■ Records shown ■

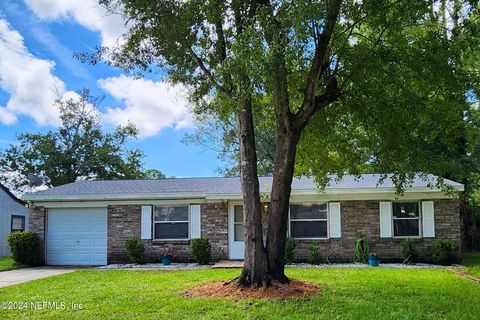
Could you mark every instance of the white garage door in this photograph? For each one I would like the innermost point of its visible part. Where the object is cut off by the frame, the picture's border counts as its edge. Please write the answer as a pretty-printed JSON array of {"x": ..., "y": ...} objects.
[{"x": 77, "y": 236}]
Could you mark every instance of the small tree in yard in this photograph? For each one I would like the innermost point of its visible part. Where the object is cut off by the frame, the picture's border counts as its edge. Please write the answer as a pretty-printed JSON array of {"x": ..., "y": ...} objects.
[
  {"x": 341, "y": 83},
  {"x": 135, "y": 250},
  {"x": 200, "y": 250}
]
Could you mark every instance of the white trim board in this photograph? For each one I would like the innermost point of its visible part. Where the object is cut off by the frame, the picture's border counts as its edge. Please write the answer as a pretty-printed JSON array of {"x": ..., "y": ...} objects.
[{"x": 389, "y": 196}]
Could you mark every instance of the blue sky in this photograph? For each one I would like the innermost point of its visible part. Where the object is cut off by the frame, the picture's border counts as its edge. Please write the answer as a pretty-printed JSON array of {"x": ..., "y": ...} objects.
[{"x": 37, "y": 40}]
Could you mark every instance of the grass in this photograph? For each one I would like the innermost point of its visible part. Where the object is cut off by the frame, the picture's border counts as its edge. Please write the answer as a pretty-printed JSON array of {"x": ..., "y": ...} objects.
[
  {"x": 7, "y": 263},
  {"x": 472, "y": 261},
  {"x": 153, "y": 294}
]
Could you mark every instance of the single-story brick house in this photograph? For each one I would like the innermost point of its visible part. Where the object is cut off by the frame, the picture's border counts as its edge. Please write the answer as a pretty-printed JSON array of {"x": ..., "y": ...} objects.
[
  {"x": 87, "y": 222},
  {"x": 13, "y": 217}
]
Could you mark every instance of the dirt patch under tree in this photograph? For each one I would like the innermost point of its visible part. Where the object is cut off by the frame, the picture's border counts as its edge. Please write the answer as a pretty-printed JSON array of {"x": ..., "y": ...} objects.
[{"x": 293, "y": 290}]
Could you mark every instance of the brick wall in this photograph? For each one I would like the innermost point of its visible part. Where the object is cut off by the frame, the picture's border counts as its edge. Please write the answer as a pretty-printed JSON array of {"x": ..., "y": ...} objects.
[
  {"x": 361, "y": 219},
  {"x": 124, "y": 222}
]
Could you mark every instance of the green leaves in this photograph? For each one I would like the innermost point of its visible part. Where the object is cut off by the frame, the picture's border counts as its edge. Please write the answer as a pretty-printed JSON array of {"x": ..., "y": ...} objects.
[{"x": 78, "y": 149}]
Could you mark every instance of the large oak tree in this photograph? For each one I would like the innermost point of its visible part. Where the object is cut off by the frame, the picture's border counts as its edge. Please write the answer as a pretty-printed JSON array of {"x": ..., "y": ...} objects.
[{"x": 343, "y": 82}]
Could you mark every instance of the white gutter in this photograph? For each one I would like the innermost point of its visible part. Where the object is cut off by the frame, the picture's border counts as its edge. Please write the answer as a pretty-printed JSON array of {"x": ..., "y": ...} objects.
[{"x": 225, "y": 196}]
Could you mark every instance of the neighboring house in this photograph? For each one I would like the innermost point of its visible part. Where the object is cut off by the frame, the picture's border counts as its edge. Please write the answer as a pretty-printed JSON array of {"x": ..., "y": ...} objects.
[
  {"x": 13, "y": 217},
  {"x": 87, "y": 222}
]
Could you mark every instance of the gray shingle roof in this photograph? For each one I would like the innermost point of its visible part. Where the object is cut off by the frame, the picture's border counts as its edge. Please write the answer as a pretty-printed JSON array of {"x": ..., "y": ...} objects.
[{"x": 214, "y": 185}]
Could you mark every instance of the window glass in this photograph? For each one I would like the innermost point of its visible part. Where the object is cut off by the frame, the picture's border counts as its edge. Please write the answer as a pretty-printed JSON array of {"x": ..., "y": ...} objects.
[
  {"x": 171, "y": 222},
  {"x": 238, "y": 214},
  {"x": 406, "y": 227},
  {"x": 171, "y": 213},
  {"x": 305, "y": 211},
  {"x": 405, "y": 210},
  {"x": 18, "y": 223},
  {"x": 171, "y": 230},
  {"x": 406, "y": 219},
  {"x": 308, "y": 229}
]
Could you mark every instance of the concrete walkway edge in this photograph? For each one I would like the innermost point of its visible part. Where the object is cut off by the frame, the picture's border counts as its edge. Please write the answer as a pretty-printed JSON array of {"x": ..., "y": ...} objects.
[{"x": 13, "y": 277}]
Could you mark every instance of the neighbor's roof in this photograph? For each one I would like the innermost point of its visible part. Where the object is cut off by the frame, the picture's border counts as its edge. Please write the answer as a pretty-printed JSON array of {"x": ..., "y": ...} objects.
[
  {"x": 11, "y": 195},
  {"x": 215, "y": 187}
]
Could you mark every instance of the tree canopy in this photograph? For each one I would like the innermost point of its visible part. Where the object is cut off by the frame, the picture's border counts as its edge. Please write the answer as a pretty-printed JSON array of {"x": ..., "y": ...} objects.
[
  {"x": 77, "y": 149},
  {"x": 342, "y": 84}
]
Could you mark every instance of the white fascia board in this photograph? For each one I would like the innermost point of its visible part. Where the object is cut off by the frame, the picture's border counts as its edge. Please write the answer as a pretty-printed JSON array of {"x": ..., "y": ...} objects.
[
  {"x": 345, "y": 193},
  {"x": 104, "y": 204},
  {"x": 106, "y": 197},
  {"x": 368, "y": 193}
]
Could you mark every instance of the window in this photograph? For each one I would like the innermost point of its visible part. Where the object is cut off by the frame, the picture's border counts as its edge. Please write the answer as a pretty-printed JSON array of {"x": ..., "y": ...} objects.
[
  {"x": 18, "y": 223},
  {"x": 171, "y": 222},
  {"x": 308, "y": 221},
  {"x": 238, "y": 226},
  {"x": 406, "y": 219}
]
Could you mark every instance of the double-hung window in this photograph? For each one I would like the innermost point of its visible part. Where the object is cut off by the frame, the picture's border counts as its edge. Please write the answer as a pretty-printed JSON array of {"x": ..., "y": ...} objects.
[
  {"x": 18, "y": 223},
  {"x": 308, "y": 221},
  {"x": 171, "y": 222},
  {"x": 406, "y": 219}
]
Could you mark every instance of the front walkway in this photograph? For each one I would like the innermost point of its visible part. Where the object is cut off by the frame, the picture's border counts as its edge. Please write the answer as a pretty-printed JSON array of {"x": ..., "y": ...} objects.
[{"x": 12, "y": 277}]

■ Directions ■
What you hand back should match the entries above exactly, except that no picture appears.

■ Answer box ■
Could you mark every instance of the white garage door in this photograph? For each one I would like the innermost point of its visible part. Where the object is cut off by the frame, the picture's border counts as its edge. Please write the answer as a pretty-printed JSON array of {"x": ..., "y": ...} objects.
[{"x": 77, "y": 236}]
Could you mark every instance of the small tree in yard in this photograph? For each one I would like the innermost point of its visible part. Where the object is cut off by the frame, the picture's border counts as its edge. Please write the answer as a pretty-printed JSON array of {"x": ..., "y": ...} objects.
[
  {"x": 341, "y": 83},
  {"x": 135, "y": 250},
  {"x": 200, "y": 250}
]
Could you mark every instance of the white trim board in this photograph? For each one I would like the innermost point of its visible part. Where the object is cut off by the frame, the picture's border counts as its edge. Please write the answer as a pretty-printed JSON array of {"x": ..., "y": ...} objects.
[{"x": 389, "y": 196}]
Could you mark every instance of the blue sky in this photograph? For each one I would like the innermost point of its visible part. Where the object is cut off by the frame, the picture's border counts as its edge. Please write the answer as a pretty-printed JSON array of {"x": ..., "y": ...} objects.
[{"x": 37, "y": 40}]
Could you mark every instance of the grass in this photograph? For each one I would like the innermost point of its visible part. Where the object is cut off by the frame, the picture's border counts as its edge. Please write the answer as a pretty-printed JSON array of {"x": ..., "y": ...} objects.
[
  {"x": 7, "y": 263},
  {"x": 472, "y": 261},
  {"x": 153, "y": 294}
]
Could you mark every instance of the single-story brick house in this photograph? For each one I would like the innermost point of its visible part. Where the object is cut off by the frame, the picture's border counts as its edge. Please write the answer as a pretty-printed JSON array of {"x": ..., "y": ...} objects.
[
  {"x": 87, "y": 222},
  {"x": 13, "y": 217}
]
Could you mark every instance of the dirt patch under tree in this photograph? For each one I would like the innermost point of its visible part. Where the object is cut off by the frame, the picture's border counts as its edge. Please write the answer as a pretty-printed JSON array of {"x": ..., "y": ...} objects.
[{"x": 293, "y": 290}]
Could you mark every instance of the brick wall in this photograph? For each one I would like the innermost point of its visible part. Where the object is cut off by the frame, the picture's border counts as its edge. Please write the answer as a pretty-printed JSON array of {"x": ..., "y": ...} objects.
[
  {"x": 361, "y": 219},
  {"x": 124, "y": 222}
]
Could you mark every instance of the green leaves in this photograph? For each one I would like the innermost point of its visible part. Where the object is cut off by the frame, the picture's border counts as its edge. Please write the answer as a pretty-printed JSON array of {"x": ..., "y": ...} objects.
[{"x": 78, "y": 149}]
Could you mark every instance of the large oak tree in this photograph? For each one I would like the innermost point of its visible part. Where the object is cut off by the frame, the picture's border counts as its edge. Please write the answer as a pretty-printed JSON array of {"x": ..., "y": ...} objects.
[{"x": 343, "y": 82}]
Could you mark every instance of the white gutter in this photograph? For each one I would like the innermost point of its visible part. Where the object is cut off by the frame, the picture's border counts as its edge. Please write the answer as a pretty-printed JSON array of {"x": ..., "y": ...} objects.
[{"x": 225, "y": 196}]
Could you mark every instance of the neighboring house in this photograph? For each one I would like the innermost point of its visible part. Where the object is cut off by the frame, the picture's border counts as its edge. Please write the answer as a pretty-printed JSON array of {"x": ..., "y": ...} objects.
[
  {"x": 13, "y": 217},
  {"x": 87, "y": 222}
]
Could you mark every instance of the gray shingle roof in this photograph? For each one I would like the innermost point of its visible part. Where the object is cut off by the frame, the picture's border counts as its edge. Please write the answer as a pretty-printed JSON array of {"x": ..., "y": ...} objects.
[{"x": 214, "y": 185}]
Could you mark every instance of the window glass in this photograph? For each one I would like the innermost point of its visible part. Where the object is cut off by the frame, the picture's border counts as its edge. Please write the answer as a pretty-printed JSON array of {"x": ..., "y": ...} objects.
[
  {"x": 171, "y": 222},
  {"x": 238, "y": 214},
  {"x": 406, "y": 227},
  {"x": 171, "y": 213},
  {"x": 305, "y": 211},
  {"x": 405, "y": 210},
  {"x": 18, "y": 223},
  {"x": 171, "y": 230},
  {"x": 406, "y": 219},
  {"x": 308, "y": 229}
]
Could you mark every instance of the concrete walkway edge in this photograph? For each one I would like the innermost point of its visible part. Where the object is cut off by the frame, the picture's border counts as its edge. Please write the answer as a pretty-printed JSON array of {"x": ..., "y": ...} objects.
[{"x": 13, "y": 277}]
Could you mark every instance of the neighbor's roof in this photograph? For each one I would like the innermost point of its visible part. Where the object is cut off by the frame, the picture's border counts as its edge. Please write the answer as a pretty-printed JSON array of {"x": ..., "y": ...} objects.
[
  {"x": 11, "y": 195},
  {"x": 215, "y": 187}
]
Could you mark every instance of the tree canopy in this photograph? For each one I would like the innermost point of its visible part. Where the object is cut off by the frame, the picture's border counts as its edge. Please write the answer as a pretty-printed JSON array of {"x": ..., "y": ...} objects.
[
  {"x": 77, "y": 149},
  {"x": 342, "y": 84}
]
Could you mark every instance of the white fascia board in this photograph? For each one I would like the innermost point of its visible part. Where the object is cut off by the frame, the picture's border counts as its edge. Please write the answer as a pretty-printed JSON array of {"x": ..., "y": ...} objects.
[
  {"x": 345, "y": 193},
  {"x": 104, "y": 204},
  {"x": 106, "y": 197},
  {"x": 368, "y": 193}
]
Could you mark every instance of the window in this photograph? For each one I would like the innermost point of its visible part. Where the object is cut off by the frame, the picture's border counts as its edge. Please write the answer as a pretty-printed JSON array of {"x": ..., "y": ...} objects.
[
  {"x": 18, "y": 223},
  {"x": 171, "y": 222},
  {"x": 308, "y": 221},
  {"x": 238, "y": 226},
  {"x": 406, "y": 219}
]
Could you mark every instance of the double-hung window in this photograph? For each one I would like the innermost point of its visible part. Where the object is cut off by the frame, the picture's border counts as its edge. Please write the answer as a pretty-printed JSON array of {"x": ..., "y": ...} objects.
[
  {"x": 18, "y": 223},
  {"x": 308, "y": 221},
  {"x": 171, "y": 222},
  {"x": 406, "y": 219}
]
Could you mark every instance of the front walkway in this photograph? For each one I would like the innermost point of its visible part. Where the object is cut off by the frame, the picture's border counts as its edge. Please write the answer as a pretty-printed JSON array of {"x": ..., "y": ...} objects.
[{"x": 12, "y": 277}]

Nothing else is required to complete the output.